- ZU BEARBEITENDE AUFGABEN -
a: Übertrage den Satz „Sie wird heute nicht mehr erweitert, soll aber in nächster Zeit einer interessierten Öffentlichkeit in digitaler Form schrittweise zugänglich gemacht werden.“ aus dem Text über die Schellacksammlung ins Englische.
b: Führe bitte den Text über die Schellacksammlung weiter, und zwar im Anschluss an seinen letzten Satz.

- ZITIERTE TEXTSTELLE -
- - -

Musik

Schellacksammlung

Die Musikabteilung der Staatsbibliothek zu Berlin verwahrt insgesamt ca. 55.000 Tonträger. Darunter befinden sich neben mehreren Tausend CDs auch etwa 26.000 Vinylplatten und rund 14.000 Schellackplatten. Schellackplatten zählen, aus heutiger Sicht, zu den historischen Tonträgern: als marktfähige Tonaufzeichnungsform gab es sie zwischen ca. 1890 und 1960, anschließend wurden sie von der moderneren Vinylplatte abgelöst.

Die Schellackplatten-Sammlung der Musikabteilung wurde seit Ende der 1930er Jahre durch Ankäufe von privat aufgebaut und bis in die 1990er Jahre fortgeführt. Sie wird heute nicht mehr erweitert, soll aber in nächster Zeit einer interessierten Öffentlichkeit in digitaler Form schrittweise zugänglich gemacht werden.

Siehe auch Blogbeitrag.

- - -

- BEREITGESTELLTE DATEN -
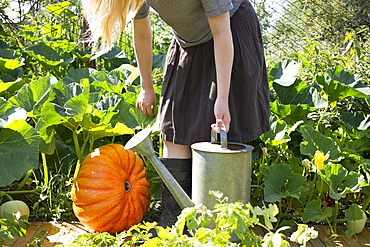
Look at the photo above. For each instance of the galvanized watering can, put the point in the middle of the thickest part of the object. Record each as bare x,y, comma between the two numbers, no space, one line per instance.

- - -

- DIE LÖSUNGEN -
a: It is no longer being expanded today, but in the near future it is to be made gradually accessible to an interested public in digital form.

b:
Schellackplatten sind benannt nach dem Material, aus dem sie zum überwiegenden Teil bestehen: Schellack bzw. Lackharz. Dadurch sind sie schwerer als Vinylplatten und brechen leichter. Sie werden im Unterschied zu Vinylplatten mit einer dickeren Stahlnadel abgespielt und nutzen sich bei jedem Abspielvorgang ab. Aus diesen Gründen werden Schellackplatten in öffentlichen Institutionen heute nicht mehr im Original in die Benutzung gegeben, sondern nur noch als ‚Umschnitt‘ bereitgestellt – früher beispielsweise auf DAT-Kassetten, heutzutage in digitaler Form als Audiofile.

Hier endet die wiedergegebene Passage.